▶ Exercise prompt: If a line in the material below has the word "Category", copy it.

▶ Information:
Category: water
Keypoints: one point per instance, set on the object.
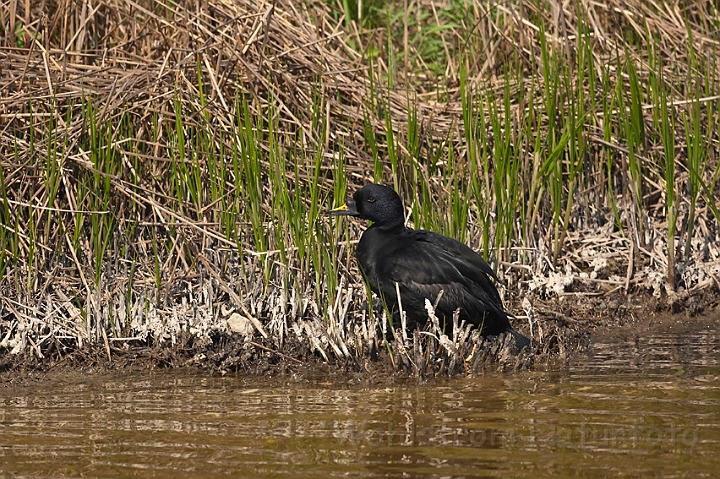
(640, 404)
==
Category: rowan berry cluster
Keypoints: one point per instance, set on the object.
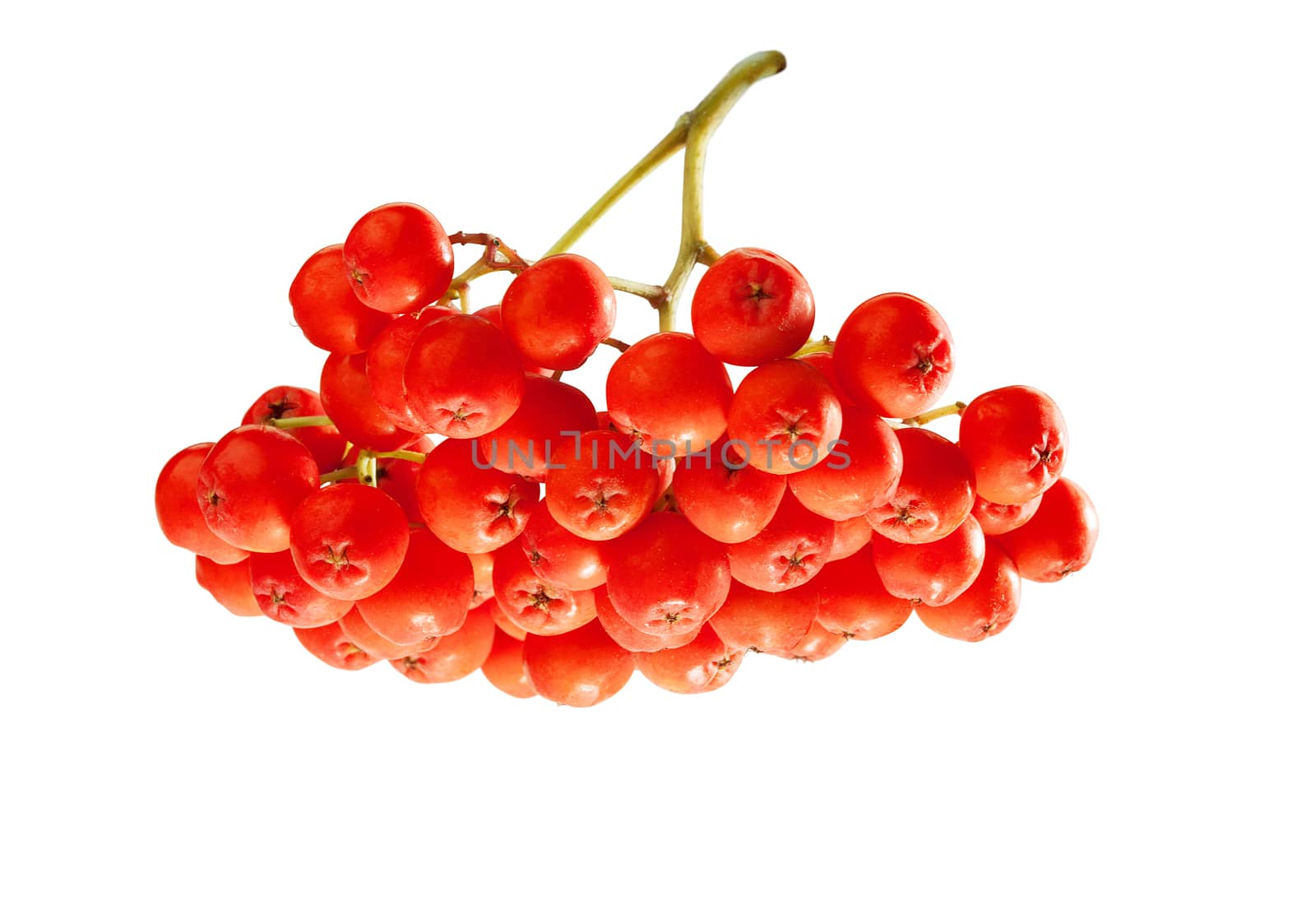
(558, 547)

▶ Answer to the exercise:
Category: water
Category: rowan berry cluster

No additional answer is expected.